Task goal: Can you reproduce, word for word, the stretch of the Grandison biography below from "He served as Deputy" through "solving organizational problems."?

Exercise passage:
- unknown (b.)
Bio/Description
Leader of the IBM team that pioneered research in Relational Database Privacy, Grandison demonstrated that privacy protection was possible at the database level and that both security and privacy controls can exist in a common infrastructure. Dr. Grandison is also the Founder of the Data-Driven Institute, a public health non-profit that helps communities and businesses transform raw data into insights, products, policy, and application. Dr. Grandison was also a 2018 Zhi-Xing Eisenhower Fellow. He served as the first-ever Chief Information Officer (CIO) of the Institute of Health Metrics and Evaluation at the University of Washington. Grandison also advised the Government of Jamaica on their Information Technology strategy as a member of the National Information and Communications Technology Advisory Council (2016–18).
He served as Deputy Chief Data Officer (dCDO) at the US Department of Commerce (2015–16), where he co-founded the Commerce Data Service — a data startup within the Department that supported its twelve bureaus — and led the successful rollout of its first 15 products. He was also a White House Presidential Innovation Fellow (2014–15), working with the US Department of Labor and the US Census Bureau on their data and API (application programming interface) initiatives. Grandison has served as CEO of Proficiency Labs International, which specialized in supporting organizations design, build, and evaluate privacy and security solutions for their systems. He has been one of the managing partners of METIS, Inc. — a services company that specialized in solving organizational problems.

Listed records:

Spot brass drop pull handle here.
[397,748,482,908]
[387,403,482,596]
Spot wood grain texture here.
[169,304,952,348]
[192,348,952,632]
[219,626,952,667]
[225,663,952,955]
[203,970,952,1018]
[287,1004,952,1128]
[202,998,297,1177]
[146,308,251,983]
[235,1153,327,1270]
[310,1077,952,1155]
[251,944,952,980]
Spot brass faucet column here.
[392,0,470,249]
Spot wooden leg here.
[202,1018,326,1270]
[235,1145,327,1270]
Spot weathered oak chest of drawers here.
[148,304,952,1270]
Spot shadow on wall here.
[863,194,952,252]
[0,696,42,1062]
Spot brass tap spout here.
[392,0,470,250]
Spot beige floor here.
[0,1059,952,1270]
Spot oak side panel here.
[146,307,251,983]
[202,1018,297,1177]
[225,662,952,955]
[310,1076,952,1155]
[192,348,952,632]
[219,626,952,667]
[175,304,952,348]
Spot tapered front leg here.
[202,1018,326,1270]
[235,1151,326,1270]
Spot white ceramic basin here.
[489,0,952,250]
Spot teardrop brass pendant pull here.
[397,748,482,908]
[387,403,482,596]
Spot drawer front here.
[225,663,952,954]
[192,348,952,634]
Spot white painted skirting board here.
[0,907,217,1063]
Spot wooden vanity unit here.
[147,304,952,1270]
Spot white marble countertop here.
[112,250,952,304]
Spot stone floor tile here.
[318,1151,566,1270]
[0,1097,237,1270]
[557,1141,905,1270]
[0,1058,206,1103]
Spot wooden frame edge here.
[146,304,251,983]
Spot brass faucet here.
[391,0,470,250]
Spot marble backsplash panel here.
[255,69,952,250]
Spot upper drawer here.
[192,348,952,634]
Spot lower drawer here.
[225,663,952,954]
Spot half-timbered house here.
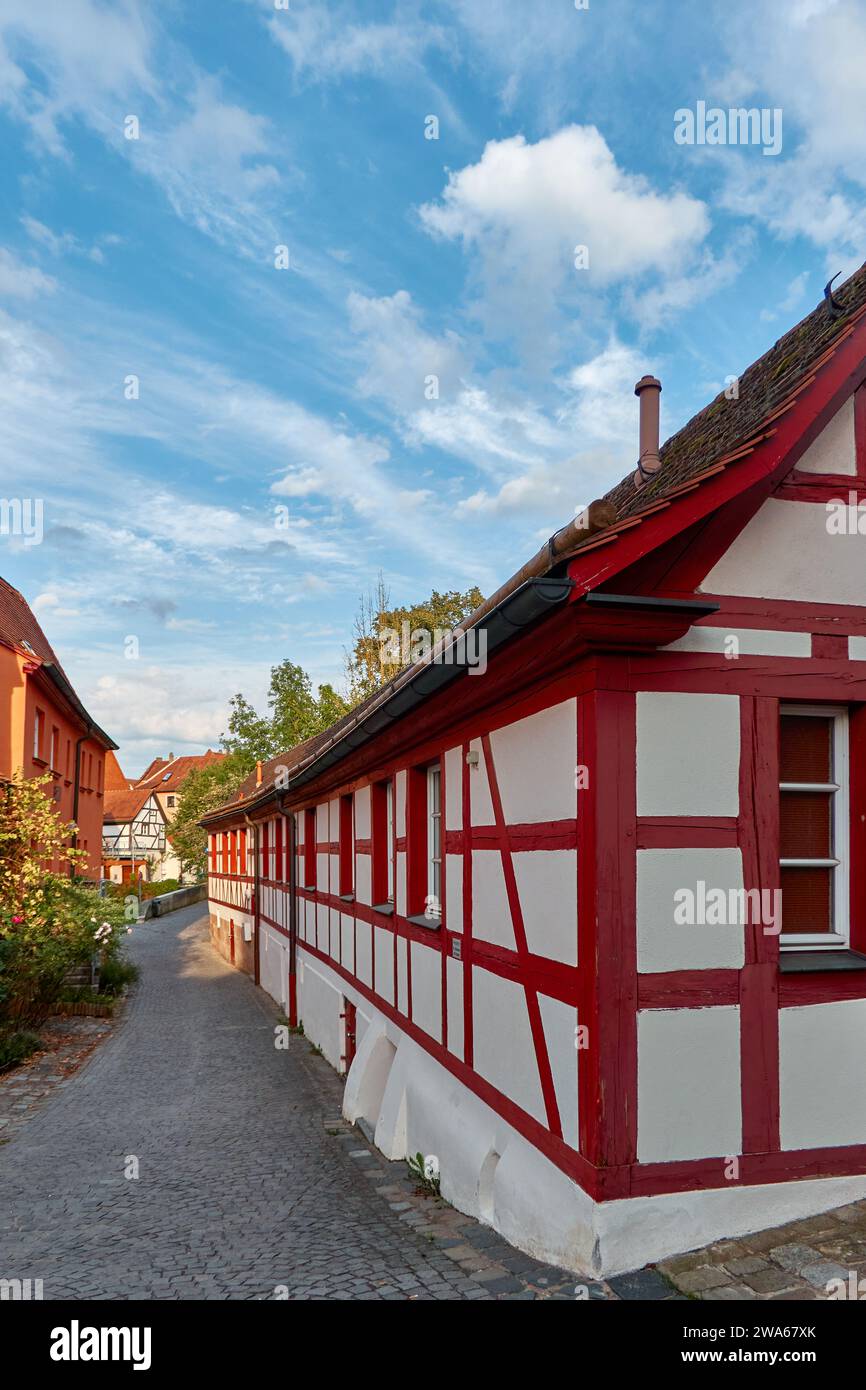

Solution:
He served as Deputy Chief Data Officer (dCDO) at the US Department of Commerce (2015–16), where he co-founded the Commerce Data Service — a data startup within the Department that supported its twelve bureaus — and led the successful rollout of its first 15 products. He was also a White House Presidential Innovation Fellow (2014–15), working with the US Department of Labor and the US Census Bureau on their data and API (application programming interface) initiatives. Grandison has served as CEO of Proficiency Labs International, which specialized in supporting organizations design, build, and evaluate privacy and security solutions for their systems. He has been one of the managing partners of METIS, Inc. — a services company that specialized in solving organizational problems.